## SU TAREA
Sustituya "Marked points" por "Labeled points" en el material, desde la línea que contiene "Where can the muddy" hasta el final, ambos extremos incluidos. Reproduzca solo esas líneas y deje todo lo demás sin cambios.

::: DATOS A UTILIZAR

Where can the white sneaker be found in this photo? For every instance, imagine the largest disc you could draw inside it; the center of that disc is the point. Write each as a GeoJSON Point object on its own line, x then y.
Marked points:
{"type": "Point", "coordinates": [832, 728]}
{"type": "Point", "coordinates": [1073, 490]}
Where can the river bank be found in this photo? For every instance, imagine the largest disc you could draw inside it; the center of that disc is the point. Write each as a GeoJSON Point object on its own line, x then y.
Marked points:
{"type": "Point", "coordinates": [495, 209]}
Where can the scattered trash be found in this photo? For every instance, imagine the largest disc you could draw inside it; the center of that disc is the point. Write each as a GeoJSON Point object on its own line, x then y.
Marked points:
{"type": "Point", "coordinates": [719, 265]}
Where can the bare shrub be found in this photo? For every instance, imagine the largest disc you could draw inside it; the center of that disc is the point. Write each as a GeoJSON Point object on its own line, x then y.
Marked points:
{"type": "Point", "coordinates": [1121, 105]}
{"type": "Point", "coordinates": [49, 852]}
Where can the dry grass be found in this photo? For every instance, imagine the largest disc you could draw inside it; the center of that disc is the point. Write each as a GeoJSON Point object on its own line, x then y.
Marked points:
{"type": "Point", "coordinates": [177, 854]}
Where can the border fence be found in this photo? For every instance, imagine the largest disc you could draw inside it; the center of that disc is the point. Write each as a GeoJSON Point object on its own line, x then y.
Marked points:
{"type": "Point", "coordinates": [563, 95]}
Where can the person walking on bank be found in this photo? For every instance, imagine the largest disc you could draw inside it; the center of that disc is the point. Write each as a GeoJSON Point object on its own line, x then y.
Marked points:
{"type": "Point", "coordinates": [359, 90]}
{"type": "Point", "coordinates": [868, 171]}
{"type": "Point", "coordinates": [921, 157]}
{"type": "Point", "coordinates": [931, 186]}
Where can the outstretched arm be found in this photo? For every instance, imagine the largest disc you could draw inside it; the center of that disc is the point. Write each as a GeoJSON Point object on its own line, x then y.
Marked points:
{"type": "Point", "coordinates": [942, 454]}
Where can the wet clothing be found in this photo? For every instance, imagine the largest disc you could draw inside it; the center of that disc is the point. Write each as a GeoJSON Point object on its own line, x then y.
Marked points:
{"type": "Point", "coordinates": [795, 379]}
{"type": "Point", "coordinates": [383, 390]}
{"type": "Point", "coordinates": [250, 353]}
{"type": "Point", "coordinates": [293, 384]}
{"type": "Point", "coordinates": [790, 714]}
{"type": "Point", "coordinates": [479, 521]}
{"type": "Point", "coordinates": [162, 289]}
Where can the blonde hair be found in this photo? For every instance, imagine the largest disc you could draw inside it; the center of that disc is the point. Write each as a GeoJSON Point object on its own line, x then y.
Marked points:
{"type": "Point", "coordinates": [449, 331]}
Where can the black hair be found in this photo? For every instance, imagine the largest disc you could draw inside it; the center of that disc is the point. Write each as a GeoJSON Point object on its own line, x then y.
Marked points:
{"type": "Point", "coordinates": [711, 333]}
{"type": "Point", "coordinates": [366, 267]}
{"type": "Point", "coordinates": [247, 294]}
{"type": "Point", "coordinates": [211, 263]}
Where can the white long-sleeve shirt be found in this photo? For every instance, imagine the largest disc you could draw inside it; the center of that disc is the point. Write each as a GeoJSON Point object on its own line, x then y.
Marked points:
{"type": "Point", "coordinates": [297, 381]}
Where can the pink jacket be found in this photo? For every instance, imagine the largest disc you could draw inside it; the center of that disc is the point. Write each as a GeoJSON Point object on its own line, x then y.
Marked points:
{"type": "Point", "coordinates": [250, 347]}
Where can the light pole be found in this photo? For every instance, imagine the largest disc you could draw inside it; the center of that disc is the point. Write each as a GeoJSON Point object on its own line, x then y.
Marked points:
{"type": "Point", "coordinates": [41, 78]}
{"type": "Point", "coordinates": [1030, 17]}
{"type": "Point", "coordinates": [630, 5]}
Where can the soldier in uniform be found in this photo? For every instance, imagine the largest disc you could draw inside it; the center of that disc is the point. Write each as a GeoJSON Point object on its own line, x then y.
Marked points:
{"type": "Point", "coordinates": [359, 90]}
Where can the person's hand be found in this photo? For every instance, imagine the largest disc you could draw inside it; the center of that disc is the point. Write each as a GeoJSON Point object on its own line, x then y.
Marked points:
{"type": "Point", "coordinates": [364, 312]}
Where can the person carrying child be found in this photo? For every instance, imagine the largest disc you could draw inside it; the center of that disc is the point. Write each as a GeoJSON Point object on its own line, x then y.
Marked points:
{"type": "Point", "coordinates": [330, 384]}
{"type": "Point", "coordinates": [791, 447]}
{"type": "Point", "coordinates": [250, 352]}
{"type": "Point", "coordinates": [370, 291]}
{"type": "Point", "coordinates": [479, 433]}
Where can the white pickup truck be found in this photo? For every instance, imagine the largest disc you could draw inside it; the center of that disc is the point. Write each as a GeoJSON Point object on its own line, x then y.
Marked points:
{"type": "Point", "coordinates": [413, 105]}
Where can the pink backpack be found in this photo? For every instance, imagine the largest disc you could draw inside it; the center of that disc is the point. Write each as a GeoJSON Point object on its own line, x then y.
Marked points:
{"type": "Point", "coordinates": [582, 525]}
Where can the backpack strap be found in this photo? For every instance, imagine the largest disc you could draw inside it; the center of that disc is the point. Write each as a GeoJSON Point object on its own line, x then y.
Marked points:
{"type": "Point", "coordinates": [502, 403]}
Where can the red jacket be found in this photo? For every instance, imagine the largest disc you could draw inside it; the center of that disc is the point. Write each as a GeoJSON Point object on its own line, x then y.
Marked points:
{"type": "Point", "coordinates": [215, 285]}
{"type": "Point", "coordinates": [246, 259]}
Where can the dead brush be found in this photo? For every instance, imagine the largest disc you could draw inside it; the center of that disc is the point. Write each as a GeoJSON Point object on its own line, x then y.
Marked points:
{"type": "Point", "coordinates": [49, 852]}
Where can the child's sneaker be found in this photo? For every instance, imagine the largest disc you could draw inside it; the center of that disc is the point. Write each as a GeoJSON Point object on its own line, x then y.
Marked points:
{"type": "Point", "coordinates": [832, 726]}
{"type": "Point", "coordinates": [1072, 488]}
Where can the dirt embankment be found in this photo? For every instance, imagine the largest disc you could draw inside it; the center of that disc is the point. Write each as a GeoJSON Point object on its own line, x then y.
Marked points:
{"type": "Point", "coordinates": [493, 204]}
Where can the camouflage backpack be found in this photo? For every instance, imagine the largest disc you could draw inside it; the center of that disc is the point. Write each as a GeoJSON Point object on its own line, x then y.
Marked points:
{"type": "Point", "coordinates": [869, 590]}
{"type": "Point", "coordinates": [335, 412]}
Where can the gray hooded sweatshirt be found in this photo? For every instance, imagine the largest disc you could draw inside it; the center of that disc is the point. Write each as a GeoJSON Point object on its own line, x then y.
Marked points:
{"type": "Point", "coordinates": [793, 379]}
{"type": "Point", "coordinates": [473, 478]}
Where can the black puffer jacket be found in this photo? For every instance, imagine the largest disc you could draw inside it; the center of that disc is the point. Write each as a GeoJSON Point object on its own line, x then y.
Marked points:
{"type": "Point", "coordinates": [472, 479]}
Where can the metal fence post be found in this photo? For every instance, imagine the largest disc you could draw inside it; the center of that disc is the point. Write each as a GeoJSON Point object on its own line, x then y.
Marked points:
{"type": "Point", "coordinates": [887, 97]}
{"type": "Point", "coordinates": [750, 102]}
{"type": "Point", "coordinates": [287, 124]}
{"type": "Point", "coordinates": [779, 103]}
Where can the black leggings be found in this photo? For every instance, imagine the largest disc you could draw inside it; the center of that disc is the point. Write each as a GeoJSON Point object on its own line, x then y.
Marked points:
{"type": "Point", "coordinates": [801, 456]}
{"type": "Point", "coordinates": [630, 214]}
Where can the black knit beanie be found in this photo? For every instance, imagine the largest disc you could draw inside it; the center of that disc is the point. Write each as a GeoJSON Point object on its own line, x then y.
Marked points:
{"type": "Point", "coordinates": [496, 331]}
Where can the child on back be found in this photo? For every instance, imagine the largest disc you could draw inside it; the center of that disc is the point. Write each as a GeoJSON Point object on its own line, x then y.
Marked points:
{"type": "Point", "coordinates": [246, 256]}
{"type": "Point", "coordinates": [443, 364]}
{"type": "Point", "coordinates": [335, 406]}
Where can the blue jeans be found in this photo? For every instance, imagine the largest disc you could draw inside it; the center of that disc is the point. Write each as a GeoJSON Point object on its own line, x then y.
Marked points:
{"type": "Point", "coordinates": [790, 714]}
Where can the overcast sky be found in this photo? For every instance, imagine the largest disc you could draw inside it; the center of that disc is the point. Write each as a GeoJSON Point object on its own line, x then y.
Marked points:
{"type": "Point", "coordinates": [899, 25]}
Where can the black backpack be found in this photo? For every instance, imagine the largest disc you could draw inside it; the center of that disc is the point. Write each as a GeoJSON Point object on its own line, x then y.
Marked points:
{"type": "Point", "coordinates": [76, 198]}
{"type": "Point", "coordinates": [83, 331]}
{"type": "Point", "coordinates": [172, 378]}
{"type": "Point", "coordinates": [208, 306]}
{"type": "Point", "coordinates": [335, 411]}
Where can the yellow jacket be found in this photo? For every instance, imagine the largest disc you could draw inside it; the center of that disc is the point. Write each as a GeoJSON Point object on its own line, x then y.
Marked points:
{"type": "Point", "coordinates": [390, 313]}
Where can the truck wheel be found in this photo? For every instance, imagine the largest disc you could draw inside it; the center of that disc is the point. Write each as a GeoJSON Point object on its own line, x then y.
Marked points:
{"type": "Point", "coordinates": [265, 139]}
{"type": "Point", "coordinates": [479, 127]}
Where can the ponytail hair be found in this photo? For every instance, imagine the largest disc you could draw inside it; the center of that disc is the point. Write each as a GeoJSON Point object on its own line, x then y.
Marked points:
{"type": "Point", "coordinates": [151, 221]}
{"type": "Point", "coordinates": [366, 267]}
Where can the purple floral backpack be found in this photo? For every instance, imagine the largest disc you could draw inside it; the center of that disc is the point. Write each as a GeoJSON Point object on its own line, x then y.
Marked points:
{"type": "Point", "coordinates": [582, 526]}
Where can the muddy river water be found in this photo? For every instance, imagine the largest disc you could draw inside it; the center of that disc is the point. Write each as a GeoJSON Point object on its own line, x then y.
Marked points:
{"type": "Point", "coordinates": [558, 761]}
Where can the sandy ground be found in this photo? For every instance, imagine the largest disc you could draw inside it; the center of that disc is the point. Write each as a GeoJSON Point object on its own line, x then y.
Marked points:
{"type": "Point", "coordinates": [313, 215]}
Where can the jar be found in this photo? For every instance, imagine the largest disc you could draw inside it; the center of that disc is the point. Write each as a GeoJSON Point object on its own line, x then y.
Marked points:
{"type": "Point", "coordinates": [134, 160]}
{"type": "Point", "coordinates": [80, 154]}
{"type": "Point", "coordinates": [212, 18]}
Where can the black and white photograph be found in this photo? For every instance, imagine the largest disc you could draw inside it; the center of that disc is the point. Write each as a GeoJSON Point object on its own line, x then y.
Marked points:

::::::

## EJERCICIO RESUELTO
Where can the muddy river water be found in this photo? For every instance, imagine the largest disc you could draw inside it; the center of that disc is the point. Write each as a GeoJSON Point object on its own line, x then y.
Labeled points:
{"type": "Point", "coordinates": [558, 761]}
Where can the sandy ground be found in this photo? For every instance, imagine the largest disc you could draw inside it; the center of that disc is the point. Write each as a GeoJSON Point object on its own line, x then y.
Labeled points:
{"type": "Point", "coordinates": [313, 215]}
Where can the jar be found in this photo? For every instance, imagine the largest disc you could draw inside it; the center of that disc is the point. Write each as a GeoJSON Point object on its own line, x then y.
Labeled points:
{"type": "Point", "coordinates": [134, 160]}
{"type": "Point", "coordinates": [80, 154]}
{"type": "Point", "coordinates": [212, 18]}
Where can the black and white photograph be found in this photo? For every instance, imagine the largest disc you could draw inside it; the center of that disc is the point. Write each as a GeoJSON Point object on its own line, x then y.
Labeled points:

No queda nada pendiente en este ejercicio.